**Document segment**:

Cellular respiration as a steam engine

By dkl9, written 2024-049, revised 2024-049 (0 revisions)


When I helped an interlocutor learn about metabolism, we made an analogy between steam engines and cellular respiration. I find that people (at first) know steam engines better than cellular respiration, so I show the analogy here as a guide to cells assuming you understand engines. You could also use it in the other direction, if you learned about cells first.

If you go far enough into the details, the analogy will break down, as would any analogy. But this one holds more precisely than I or my interlocutor expected.

Glucose in the cell is like coal in the boiler. The boiler burns coal; likewise, the cell runs glucose thru the citric acid cycle (after glycolysis). The fire (the citric acid cycle and electron transport chain) heats the water (adenosine diphosphate, ADP) to a closely related, higher-energy form (adenosine triphosphate, ATP), which is steam. The steam (ATP) pushes a turbine (enables cellular work), condensing back into water (ADP).

With some changes to the engine, you can use oil in place of coal. Likewise, with some changes to what the cell does (beta-oxidation in place of glycolysis), it can use fat (or ketone bodies) in place of glucose. The fire of the boiler is essentially the same, and once the cell gets acetyl-CoA from carbs or fats, it uses the same citric acid cycle and ETC in either case.

Most of the boiler corresponds to the mitochondrion. The pipes carrying water to be boiled are like ATP synthase. ATP synthase is an enzyme embedded in mitochondrial membranes, which lets protons across the membrane in a way that phosphorylates ADP to ATP.

In some animals (including humans), the mitochondria in brown adipose tissue let pumped protons cross back for heat rather than ATP. This is like exposing the building around the steam engine to the heat of the boiler.

**Given entries**:
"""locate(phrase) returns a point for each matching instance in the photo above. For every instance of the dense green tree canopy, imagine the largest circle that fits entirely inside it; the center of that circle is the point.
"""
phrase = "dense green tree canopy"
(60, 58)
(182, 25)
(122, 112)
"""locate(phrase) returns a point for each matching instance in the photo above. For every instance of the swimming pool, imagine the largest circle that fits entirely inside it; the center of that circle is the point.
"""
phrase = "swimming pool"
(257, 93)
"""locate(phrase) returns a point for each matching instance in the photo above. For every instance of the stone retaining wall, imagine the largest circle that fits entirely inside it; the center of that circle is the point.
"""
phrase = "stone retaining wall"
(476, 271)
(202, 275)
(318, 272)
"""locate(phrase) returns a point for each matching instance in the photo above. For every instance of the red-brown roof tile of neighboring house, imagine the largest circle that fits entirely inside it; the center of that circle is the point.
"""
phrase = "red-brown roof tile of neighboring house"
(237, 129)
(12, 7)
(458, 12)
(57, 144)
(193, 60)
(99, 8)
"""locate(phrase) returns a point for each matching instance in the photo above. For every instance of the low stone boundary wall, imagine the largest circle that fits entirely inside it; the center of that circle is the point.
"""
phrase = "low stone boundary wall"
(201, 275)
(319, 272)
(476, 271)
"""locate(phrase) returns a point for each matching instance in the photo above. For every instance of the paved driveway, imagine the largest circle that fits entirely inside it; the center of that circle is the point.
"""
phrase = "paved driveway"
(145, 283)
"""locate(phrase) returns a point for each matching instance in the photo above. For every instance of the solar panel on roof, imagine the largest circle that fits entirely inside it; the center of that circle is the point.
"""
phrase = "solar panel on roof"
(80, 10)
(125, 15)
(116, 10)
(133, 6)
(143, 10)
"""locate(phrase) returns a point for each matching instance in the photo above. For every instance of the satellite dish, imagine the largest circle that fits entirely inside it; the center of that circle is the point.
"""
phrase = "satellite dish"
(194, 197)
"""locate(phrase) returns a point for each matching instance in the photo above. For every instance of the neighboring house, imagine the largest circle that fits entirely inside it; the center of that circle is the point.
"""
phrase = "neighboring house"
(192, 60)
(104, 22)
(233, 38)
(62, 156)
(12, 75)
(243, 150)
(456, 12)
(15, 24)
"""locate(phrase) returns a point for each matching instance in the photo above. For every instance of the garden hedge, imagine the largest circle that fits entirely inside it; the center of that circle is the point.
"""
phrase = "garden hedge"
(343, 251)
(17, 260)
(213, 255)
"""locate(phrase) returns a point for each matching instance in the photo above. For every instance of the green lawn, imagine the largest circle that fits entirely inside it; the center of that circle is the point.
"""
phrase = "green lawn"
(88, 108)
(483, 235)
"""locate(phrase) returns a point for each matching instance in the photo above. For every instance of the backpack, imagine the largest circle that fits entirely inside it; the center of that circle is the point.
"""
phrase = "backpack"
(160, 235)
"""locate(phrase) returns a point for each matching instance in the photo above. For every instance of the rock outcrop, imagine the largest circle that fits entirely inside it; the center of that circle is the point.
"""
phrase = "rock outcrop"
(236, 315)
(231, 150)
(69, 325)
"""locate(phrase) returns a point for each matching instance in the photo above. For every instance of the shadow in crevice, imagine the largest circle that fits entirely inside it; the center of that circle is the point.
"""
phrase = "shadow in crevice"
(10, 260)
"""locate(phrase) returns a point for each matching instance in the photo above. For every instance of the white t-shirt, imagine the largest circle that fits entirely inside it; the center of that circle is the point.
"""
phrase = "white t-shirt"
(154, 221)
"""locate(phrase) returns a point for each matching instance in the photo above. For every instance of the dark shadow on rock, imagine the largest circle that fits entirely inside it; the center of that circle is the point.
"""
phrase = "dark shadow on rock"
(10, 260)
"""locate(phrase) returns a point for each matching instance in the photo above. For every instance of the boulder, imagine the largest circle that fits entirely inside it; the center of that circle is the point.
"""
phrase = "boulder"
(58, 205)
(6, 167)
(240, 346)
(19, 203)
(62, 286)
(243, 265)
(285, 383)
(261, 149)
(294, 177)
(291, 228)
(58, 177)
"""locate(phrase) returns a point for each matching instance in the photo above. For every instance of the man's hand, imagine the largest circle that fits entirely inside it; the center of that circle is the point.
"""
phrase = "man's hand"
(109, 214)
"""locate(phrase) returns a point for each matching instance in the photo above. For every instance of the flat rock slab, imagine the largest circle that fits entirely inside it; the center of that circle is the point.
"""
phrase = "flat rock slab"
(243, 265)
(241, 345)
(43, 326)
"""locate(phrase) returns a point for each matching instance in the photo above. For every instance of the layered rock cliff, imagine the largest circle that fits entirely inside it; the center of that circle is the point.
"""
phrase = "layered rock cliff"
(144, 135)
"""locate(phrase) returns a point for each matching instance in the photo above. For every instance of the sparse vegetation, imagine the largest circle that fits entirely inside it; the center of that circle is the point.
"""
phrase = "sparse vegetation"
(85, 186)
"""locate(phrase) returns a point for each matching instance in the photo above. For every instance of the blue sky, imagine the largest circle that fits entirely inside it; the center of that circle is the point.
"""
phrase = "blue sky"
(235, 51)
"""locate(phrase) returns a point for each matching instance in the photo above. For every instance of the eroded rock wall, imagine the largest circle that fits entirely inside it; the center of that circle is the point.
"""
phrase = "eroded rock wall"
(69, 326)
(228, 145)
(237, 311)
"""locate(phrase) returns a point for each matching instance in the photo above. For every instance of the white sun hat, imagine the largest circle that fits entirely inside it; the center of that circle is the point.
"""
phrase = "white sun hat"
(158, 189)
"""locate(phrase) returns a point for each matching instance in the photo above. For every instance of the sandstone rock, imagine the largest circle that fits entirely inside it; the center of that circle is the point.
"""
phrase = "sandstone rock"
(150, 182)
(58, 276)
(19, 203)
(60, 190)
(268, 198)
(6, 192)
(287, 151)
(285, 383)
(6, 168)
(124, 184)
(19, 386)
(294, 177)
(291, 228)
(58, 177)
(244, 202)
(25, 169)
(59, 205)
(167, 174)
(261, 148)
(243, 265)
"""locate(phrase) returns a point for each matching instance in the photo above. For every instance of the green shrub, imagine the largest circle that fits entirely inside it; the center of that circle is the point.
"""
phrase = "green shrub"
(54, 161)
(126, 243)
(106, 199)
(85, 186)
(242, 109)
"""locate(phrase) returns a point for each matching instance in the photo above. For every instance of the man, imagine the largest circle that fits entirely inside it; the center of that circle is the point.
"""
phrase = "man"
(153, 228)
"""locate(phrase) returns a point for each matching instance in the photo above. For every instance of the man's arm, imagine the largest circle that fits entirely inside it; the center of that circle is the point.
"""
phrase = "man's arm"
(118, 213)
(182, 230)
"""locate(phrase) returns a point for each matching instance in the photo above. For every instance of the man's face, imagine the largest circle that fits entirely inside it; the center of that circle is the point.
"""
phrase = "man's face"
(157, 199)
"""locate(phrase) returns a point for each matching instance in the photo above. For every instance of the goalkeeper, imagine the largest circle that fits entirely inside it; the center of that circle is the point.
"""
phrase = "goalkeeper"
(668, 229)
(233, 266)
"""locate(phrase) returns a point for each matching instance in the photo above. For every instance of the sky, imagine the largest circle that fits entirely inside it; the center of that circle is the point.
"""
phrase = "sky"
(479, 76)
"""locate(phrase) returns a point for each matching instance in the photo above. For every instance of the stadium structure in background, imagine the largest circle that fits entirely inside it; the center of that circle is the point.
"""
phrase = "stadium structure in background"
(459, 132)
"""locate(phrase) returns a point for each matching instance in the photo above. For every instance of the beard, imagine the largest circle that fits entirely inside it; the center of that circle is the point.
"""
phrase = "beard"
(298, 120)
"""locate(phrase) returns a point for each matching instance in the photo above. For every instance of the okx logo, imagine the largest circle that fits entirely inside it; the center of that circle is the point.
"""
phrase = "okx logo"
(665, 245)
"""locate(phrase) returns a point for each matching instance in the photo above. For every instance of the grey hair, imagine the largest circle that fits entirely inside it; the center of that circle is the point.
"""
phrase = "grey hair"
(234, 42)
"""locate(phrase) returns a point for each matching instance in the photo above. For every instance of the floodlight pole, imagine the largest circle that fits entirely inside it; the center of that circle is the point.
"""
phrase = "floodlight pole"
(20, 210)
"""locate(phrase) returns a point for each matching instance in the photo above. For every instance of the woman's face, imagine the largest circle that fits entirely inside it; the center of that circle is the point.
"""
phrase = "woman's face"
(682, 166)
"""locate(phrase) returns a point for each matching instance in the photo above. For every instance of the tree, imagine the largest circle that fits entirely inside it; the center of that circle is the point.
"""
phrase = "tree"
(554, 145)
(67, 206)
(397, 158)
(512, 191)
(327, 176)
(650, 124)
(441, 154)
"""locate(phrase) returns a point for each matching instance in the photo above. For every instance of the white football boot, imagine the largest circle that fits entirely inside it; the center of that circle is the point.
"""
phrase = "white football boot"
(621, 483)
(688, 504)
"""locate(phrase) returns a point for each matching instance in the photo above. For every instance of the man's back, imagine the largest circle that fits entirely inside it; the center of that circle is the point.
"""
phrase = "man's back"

**Problem**: In the piece comparing cellular respiration to a steam engine, what does most of the boiler correspond to?

**Response area**: The mitochondrion.